_Stated exercise A_: Duplicate a portion of the comment thread about paying for music tracks versus using P2P networks, beginning at the words "Only problem is" and stopping after the words "a decent quality.".
_Stated exercise B_: Go on with the comment thread about paying for music tracks versus using P2P networks, picking up right after its final sentence.

_Source text_:
=-=-=-=-=

15 of 290 comments (clear)

  1. Too early in the morning to be this cynical by JUSTONEMORELATTE · · Score: 3, Insightful

    But what the heck....

    The basic plan sounds good on paper -- get all the tracks in all the major labels available in one place, and sell full-sample-rate tracks for 25centa a pop. Try it for a time and see how it goes.

    Only problem is that P2P networks are still up. This idea would have been great pre-napster, but not today. What you'll have is a small percentage of the P2P users spend a small amount of cash to build up libraries, then those libraries are shared and the RIAA site doesn't rake in the fees like they thought they would.
    how's that phrase go? "Bzzzt, but thanks for playing!"

    1. Re:Too early in the morning to be this cynical by Salsaman · · Score: 5, Insightful
      I'd happily pay 25c a track rather than use a p2p client, if the following were met:

      I could get the file instantly; it was guaranteed to be CD quality or better; and it was in an open format (mp3, or much better, ogg).

      Even if the track were available for free elsewhere, it just wouldn't be worth the hassle of locating it, queueing it, and then hoping that it was the right track at a decent quality.

    2. Re:Too early in the morning to be this cynical by iabervon · · Score: 5, Insightful


      We can't kill the music industry. It's big, and the companies involved do too many other things. It's highly unlikely that the big names would ever decide to ditch music and just sell game systems and internet access. Even if they were getting no profits from their music parts, they'd probably use their other resources to try to do something about it, rather than giving up.

=-=-=-=-=

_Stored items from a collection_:
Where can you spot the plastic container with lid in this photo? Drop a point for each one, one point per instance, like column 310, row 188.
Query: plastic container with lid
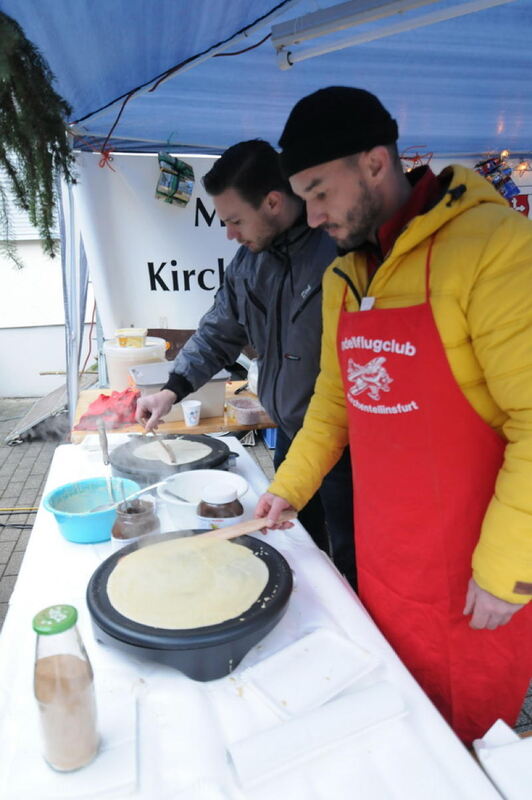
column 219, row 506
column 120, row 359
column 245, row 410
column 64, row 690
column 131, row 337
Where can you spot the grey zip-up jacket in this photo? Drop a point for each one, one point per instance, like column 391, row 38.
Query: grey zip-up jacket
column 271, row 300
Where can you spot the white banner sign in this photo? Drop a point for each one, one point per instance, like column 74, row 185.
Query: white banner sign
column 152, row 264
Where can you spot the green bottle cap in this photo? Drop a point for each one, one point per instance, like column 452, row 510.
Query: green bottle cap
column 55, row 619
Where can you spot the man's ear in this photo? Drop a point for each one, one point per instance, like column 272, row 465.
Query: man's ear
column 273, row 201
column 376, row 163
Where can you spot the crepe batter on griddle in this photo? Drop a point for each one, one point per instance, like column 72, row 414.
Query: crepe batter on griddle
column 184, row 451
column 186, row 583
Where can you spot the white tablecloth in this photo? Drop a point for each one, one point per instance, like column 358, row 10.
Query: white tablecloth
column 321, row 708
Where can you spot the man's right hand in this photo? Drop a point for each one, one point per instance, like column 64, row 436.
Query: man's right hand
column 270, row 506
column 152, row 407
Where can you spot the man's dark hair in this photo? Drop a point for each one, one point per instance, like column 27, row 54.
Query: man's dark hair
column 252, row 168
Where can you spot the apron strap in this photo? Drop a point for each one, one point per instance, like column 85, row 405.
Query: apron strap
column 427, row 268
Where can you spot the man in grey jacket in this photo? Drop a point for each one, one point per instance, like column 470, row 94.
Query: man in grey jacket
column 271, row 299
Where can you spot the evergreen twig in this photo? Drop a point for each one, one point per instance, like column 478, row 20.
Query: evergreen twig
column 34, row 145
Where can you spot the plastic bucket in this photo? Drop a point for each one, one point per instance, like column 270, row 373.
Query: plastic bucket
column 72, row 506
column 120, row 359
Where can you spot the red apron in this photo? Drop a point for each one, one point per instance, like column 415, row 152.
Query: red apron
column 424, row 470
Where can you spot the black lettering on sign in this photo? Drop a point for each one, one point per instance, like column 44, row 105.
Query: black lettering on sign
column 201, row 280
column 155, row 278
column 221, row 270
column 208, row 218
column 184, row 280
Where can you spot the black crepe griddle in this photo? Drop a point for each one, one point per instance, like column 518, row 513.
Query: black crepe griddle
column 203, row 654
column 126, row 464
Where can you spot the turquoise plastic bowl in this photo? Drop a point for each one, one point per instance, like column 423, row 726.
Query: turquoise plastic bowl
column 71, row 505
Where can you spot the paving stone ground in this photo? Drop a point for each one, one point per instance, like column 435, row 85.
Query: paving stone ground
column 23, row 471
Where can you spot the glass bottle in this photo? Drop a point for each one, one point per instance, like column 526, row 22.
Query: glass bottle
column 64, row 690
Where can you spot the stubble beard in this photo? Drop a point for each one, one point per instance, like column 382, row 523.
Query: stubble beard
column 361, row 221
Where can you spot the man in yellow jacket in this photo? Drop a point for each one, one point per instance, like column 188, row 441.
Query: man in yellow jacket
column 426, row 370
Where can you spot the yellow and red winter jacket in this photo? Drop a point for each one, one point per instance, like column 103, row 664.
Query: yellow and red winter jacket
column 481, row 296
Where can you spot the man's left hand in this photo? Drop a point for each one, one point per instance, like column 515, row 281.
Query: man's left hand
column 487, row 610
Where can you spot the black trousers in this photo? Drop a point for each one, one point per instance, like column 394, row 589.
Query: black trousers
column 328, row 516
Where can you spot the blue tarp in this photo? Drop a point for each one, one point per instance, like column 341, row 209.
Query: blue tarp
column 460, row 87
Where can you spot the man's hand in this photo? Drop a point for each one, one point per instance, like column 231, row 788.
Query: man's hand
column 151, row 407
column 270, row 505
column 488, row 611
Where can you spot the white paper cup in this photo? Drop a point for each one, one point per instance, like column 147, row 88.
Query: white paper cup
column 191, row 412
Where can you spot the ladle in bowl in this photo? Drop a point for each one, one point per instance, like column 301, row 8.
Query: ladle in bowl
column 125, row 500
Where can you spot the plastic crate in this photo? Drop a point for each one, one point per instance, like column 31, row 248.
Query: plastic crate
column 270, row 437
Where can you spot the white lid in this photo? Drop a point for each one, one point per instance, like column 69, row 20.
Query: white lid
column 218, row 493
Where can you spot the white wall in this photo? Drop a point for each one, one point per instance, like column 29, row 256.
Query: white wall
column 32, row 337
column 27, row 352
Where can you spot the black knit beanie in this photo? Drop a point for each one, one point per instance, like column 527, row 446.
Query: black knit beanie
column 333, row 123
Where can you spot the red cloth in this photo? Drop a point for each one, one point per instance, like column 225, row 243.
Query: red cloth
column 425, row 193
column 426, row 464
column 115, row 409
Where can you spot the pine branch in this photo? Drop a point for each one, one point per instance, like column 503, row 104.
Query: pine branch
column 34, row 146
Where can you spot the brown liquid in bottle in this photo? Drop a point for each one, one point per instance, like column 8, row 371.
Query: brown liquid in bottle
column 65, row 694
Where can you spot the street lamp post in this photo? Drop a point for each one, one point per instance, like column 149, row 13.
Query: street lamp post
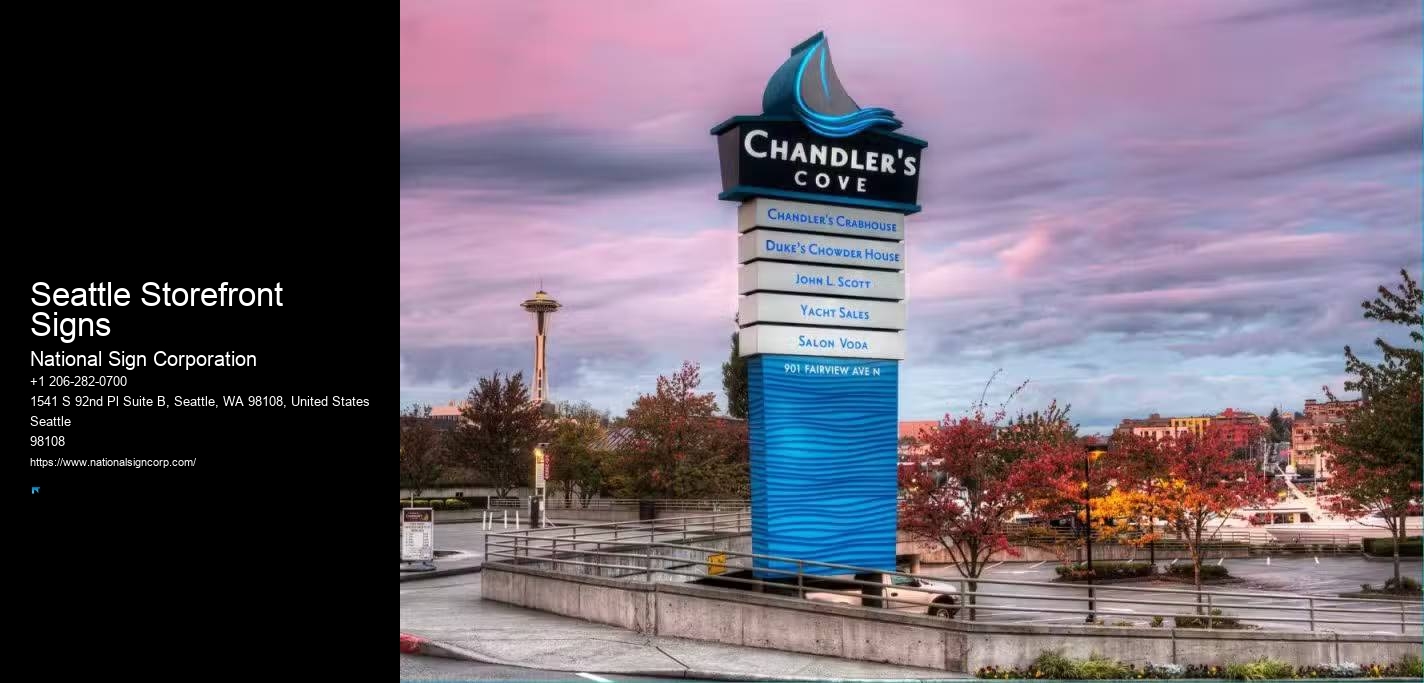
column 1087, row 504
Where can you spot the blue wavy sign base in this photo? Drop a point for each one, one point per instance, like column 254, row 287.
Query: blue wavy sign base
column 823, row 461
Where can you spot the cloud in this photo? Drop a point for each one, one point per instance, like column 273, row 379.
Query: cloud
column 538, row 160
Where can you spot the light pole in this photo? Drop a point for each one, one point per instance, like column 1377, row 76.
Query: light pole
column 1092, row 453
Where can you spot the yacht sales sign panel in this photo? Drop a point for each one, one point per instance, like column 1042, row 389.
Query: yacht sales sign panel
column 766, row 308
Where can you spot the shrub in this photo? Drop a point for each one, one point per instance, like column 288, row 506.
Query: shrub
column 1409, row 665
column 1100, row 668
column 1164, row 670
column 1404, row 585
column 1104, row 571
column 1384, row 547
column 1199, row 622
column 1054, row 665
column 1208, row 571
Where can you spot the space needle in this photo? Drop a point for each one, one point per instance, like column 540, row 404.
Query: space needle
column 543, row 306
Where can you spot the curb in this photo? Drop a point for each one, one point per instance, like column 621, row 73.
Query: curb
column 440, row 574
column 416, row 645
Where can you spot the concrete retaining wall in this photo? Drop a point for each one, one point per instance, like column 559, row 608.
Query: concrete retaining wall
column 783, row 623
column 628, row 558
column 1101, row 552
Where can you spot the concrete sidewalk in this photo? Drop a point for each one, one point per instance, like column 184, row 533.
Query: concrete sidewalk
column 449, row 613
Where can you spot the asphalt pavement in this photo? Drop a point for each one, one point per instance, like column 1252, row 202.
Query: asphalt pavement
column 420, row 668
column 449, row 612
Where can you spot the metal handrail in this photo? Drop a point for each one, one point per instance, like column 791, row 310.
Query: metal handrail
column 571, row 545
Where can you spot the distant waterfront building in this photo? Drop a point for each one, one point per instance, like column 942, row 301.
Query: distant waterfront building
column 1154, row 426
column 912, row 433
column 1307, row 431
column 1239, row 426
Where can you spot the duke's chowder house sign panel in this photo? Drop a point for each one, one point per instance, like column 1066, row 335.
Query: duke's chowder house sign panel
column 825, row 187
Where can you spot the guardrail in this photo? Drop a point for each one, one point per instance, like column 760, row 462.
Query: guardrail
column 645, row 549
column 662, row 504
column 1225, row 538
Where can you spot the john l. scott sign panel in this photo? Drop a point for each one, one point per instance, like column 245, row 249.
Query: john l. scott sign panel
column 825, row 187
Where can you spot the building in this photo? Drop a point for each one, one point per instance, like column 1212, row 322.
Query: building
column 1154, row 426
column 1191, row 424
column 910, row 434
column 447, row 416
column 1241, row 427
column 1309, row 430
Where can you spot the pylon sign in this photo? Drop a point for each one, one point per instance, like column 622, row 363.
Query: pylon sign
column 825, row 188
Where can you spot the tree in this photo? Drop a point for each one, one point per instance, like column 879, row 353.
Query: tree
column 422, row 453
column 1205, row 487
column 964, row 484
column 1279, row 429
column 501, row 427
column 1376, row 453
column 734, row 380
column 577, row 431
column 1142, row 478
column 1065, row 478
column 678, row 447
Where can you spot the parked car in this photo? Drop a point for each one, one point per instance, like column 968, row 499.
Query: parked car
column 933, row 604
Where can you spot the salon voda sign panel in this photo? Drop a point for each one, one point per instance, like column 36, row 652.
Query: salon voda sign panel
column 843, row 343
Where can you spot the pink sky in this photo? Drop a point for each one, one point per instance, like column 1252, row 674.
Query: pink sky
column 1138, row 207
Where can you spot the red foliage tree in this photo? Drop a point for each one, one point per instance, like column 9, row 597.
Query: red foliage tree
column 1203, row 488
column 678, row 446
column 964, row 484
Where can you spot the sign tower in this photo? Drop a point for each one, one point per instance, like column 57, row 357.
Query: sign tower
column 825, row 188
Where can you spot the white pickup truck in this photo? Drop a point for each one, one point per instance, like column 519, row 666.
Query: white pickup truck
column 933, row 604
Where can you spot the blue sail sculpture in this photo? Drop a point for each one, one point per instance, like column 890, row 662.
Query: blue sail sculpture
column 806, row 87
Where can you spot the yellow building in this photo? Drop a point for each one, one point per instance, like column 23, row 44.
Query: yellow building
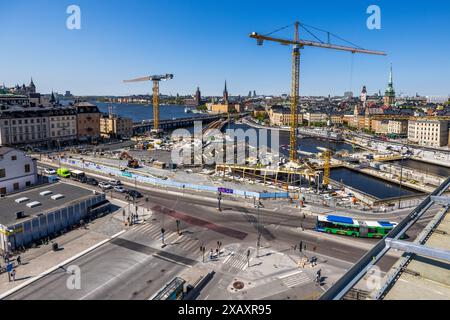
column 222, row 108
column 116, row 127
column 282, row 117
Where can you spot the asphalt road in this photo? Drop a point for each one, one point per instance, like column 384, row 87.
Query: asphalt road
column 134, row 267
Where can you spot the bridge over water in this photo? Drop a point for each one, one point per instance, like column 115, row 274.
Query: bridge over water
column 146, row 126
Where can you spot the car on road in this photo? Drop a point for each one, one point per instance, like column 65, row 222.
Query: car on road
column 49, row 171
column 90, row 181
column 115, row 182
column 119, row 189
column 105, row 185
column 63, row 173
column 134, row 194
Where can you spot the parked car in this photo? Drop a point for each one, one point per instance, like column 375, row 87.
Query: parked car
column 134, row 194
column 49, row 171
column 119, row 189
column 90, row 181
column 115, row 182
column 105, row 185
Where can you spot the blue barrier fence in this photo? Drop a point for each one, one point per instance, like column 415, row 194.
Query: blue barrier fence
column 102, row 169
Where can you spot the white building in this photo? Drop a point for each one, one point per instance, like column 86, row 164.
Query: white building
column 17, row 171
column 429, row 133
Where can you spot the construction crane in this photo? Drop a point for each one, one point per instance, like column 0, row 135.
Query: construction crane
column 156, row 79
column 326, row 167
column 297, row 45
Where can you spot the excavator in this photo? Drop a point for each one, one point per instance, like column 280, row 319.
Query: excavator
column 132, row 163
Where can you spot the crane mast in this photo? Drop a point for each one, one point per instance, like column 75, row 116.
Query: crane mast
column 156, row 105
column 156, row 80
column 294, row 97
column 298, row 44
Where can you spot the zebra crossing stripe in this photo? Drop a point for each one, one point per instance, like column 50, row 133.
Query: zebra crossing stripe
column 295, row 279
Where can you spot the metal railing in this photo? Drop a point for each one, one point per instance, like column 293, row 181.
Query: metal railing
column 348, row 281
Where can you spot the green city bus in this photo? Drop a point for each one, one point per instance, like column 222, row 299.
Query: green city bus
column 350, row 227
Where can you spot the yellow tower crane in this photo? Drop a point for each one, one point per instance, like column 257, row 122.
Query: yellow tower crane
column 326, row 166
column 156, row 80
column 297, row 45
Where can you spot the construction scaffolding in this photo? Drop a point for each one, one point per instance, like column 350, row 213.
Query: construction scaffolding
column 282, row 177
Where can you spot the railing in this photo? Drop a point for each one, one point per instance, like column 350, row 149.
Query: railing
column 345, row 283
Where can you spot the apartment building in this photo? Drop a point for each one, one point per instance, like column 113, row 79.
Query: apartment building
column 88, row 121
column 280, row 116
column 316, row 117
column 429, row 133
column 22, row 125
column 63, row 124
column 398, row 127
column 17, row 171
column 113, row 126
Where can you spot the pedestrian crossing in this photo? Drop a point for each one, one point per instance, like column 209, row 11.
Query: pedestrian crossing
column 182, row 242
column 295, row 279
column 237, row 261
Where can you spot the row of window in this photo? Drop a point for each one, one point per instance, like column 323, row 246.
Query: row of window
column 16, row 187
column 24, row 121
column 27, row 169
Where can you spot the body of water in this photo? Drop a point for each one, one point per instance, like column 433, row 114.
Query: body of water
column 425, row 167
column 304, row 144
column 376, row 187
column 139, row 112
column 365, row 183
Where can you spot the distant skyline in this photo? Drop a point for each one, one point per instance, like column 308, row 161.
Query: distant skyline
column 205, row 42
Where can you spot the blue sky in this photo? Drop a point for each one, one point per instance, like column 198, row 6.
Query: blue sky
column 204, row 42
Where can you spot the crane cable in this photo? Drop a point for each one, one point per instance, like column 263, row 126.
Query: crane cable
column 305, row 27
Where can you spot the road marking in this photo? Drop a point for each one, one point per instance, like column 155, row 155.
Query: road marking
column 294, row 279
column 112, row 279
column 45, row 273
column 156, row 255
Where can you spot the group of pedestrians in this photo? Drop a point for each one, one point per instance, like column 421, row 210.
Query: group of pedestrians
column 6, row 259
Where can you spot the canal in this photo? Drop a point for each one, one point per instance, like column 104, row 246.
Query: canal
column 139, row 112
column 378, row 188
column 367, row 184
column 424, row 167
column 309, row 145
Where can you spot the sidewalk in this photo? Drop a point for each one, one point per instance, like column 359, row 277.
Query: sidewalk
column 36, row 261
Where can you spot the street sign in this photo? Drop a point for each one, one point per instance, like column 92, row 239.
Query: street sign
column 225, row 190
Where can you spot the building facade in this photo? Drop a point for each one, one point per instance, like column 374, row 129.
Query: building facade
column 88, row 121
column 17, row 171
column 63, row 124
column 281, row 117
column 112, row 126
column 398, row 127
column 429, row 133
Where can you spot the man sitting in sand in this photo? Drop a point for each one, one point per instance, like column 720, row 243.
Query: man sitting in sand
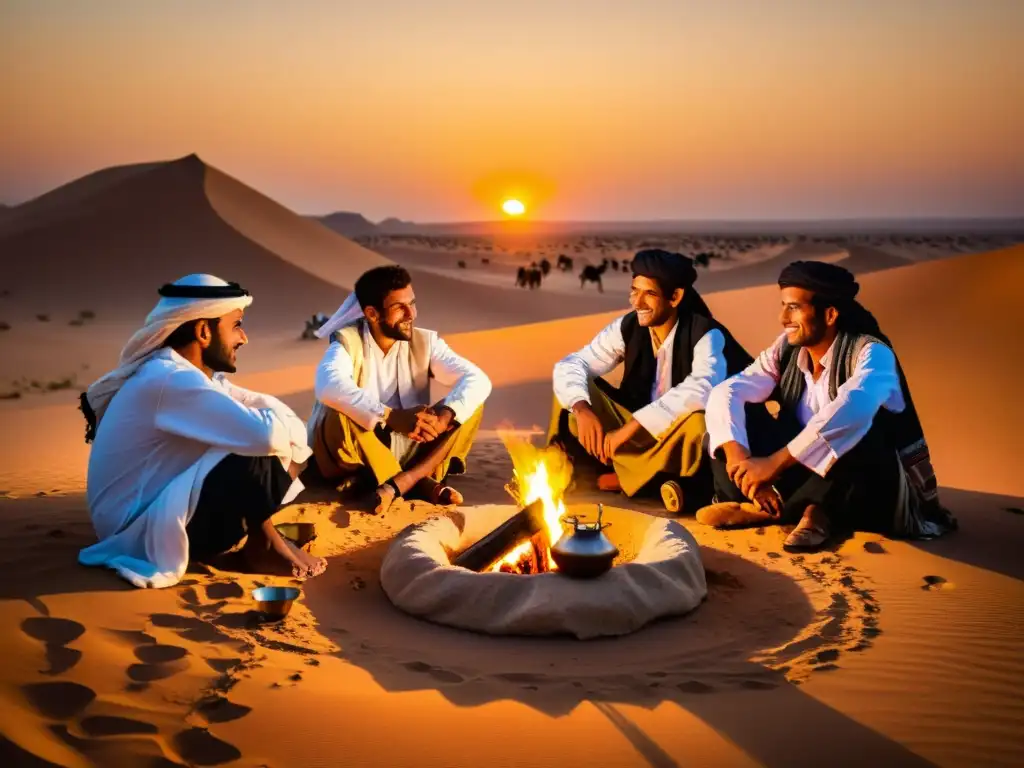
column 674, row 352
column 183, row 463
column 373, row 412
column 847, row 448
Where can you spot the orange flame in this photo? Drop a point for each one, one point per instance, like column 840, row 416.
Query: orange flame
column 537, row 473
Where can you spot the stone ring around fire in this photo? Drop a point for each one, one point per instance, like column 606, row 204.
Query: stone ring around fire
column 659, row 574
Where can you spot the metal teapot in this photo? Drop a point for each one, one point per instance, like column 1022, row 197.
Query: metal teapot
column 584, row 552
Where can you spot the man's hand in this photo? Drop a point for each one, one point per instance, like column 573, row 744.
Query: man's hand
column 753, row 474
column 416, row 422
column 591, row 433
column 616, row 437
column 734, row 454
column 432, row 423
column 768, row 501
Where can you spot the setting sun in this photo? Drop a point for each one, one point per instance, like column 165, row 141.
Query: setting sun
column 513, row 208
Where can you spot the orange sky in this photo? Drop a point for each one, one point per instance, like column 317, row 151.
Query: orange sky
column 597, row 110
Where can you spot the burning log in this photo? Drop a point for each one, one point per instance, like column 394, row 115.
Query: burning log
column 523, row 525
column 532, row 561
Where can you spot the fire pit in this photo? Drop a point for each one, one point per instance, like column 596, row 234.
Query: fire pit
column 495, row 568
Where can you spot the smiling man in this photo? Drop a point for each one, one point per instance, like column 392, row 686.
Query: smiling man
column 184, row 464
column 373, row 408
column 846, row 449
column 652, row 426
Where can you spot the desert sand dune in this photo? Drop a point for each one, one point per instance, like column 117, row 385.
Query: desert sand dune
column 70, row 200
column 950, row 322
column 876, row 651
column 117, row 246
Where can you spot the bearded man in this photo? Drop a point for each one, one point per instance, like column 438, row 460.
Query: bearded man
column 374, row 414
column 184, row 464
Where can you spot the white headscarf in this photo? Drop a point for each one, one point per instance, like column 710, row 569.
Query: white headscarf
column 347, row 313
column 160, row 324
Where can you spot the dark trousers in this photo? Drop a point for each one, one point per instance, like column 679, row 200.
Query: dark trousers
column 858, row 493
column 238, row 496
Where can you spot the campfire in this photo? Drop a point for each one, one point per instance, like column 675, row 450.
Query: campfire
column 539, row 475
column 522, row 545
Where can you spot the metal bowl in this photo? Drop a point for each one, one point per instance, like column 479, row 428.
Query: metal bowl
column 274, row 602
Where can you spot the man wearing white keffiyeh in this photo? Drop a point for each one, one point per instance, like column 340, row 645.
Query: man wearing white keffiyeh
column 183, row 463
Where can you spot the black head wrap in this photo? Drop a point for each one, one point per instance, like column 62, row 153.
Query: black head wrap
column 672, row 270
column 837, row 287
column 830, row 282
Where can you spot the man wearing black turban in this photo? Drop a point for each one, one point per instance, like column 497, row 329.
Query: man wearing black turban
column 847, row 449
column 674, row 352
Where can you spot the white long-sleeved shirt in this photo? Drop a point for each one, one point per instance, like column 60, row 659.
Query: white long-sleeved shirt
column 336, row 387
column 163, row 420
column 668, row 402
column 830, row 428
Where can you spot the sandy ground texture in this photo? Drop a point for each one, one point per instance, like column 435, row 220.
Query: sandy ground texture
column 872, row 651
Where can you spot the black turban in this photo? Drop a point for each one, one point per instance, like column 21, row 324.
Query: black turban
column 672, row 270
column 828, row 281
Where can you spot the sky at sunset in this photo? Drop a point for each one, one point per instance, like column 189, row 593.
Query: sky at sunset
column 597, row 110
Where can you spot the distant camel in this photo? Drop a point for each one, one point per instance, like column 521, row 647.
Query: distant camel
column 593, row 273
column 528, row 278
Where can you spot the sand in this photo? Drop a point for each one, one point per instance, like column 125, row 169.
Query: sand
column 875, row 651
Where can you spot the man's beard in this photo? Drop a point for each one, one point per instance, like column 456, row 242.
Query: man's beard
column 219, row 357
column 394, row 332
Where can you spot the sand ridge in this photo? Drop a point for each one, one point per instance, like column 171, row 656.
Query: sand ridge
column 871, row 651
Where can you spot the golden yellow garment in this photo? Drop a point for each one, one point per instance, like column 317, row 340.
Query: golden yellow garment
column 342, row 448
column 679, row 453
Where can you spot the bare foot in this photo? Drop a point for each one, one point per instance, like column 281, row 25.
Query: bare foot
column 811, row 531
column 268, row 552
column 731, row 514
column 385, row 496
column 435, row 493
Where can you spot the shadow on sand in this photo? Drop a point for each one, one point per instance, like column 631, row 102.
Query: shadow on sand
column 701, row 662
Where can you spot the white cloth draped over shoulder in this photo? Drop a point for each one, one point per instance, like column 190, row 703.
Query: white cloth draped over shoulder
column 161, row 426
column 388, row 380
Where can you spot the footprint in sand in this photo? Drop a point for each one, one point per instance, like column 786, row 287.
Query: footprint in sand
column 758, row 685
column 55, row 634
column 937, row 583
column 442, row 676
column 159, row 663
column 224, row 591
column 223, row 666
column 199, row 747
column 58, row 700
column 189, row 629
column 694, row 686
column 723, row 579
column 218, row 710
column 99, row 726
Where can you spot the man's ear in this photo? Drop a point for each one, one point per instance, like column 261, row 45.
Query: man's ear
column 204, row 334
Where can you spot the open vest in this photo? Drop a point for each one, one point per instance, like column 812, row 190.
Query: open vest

=-=-=-=-=

_Task result A_:
Only problem is that P2P networks are still up. This idea would have been great pre-napster, but not today. What you'll have is a small percentage of the P2P users spend a small amount of cash to build up libraries, then those libraries are shared and the RIAA site doesn't rake in the fees like they thought they would.
    how's that phrase go? "Bzzzt, but thanks for playing!"

    1. Re:Too early in the morning to be this cynical by Salsaman · · Score: 5, Insightful
      I'd happily pay 25c a track rather than use a p2p client, if the following were met:

      I could get the file instantly; it was guaranteed to be CD quality or better; and it was in an open format (mp3, or much better, ogg).

      Even if the track were available for free elsewhere, it just wouldn't be worth the hassle of locating it, queueing it, and then hoping that it was the right track at a decent quality.

_Task result B_:
      Therefore, if we want to stop them, what we need to do is give them a viable business model. We have to actively help them do things we like.
      </desmond-tutu>

      Is it worth $.25/song to have the music industry's attempt at a business model compatible with consumer rights succeed? Wouldn't you pay $.25/song if the RIAA would chill out? Think of it as buying influence, and you'll realize that you're getting a lot for your quarter that you don't get from the P2P networks.

      Just think: they set up this thing. It appears on slashdot, with a favorable article. Everybody goes there and gets a couple of songs. They make more money in a few hours than they can ignore. If people are interested in paying to make Blender open source, won't people be even more interested in paying to make the RIAA reasonable? Oh, and there's also this music thing, but that's not important.

    3. Re:Too early in the morning to be this cynical by MO! · · Score: 4, Insightful
      It would still work today because P2P networks suffer from a simple, frequent, inherent limitation - users LOG OFF!

      If you're downloading from them when they logged, tough cookies! You spent 20 minutes downloading at a low average throughput downloading 30% of a song you wanted. Now you go back and search again and find another user with a copy of it, so you start downloading from them. This time the transfer from them to you completes 100% - BUT... their download from someone else crapped out at 72% complete, so the song you got is STILL incomplete!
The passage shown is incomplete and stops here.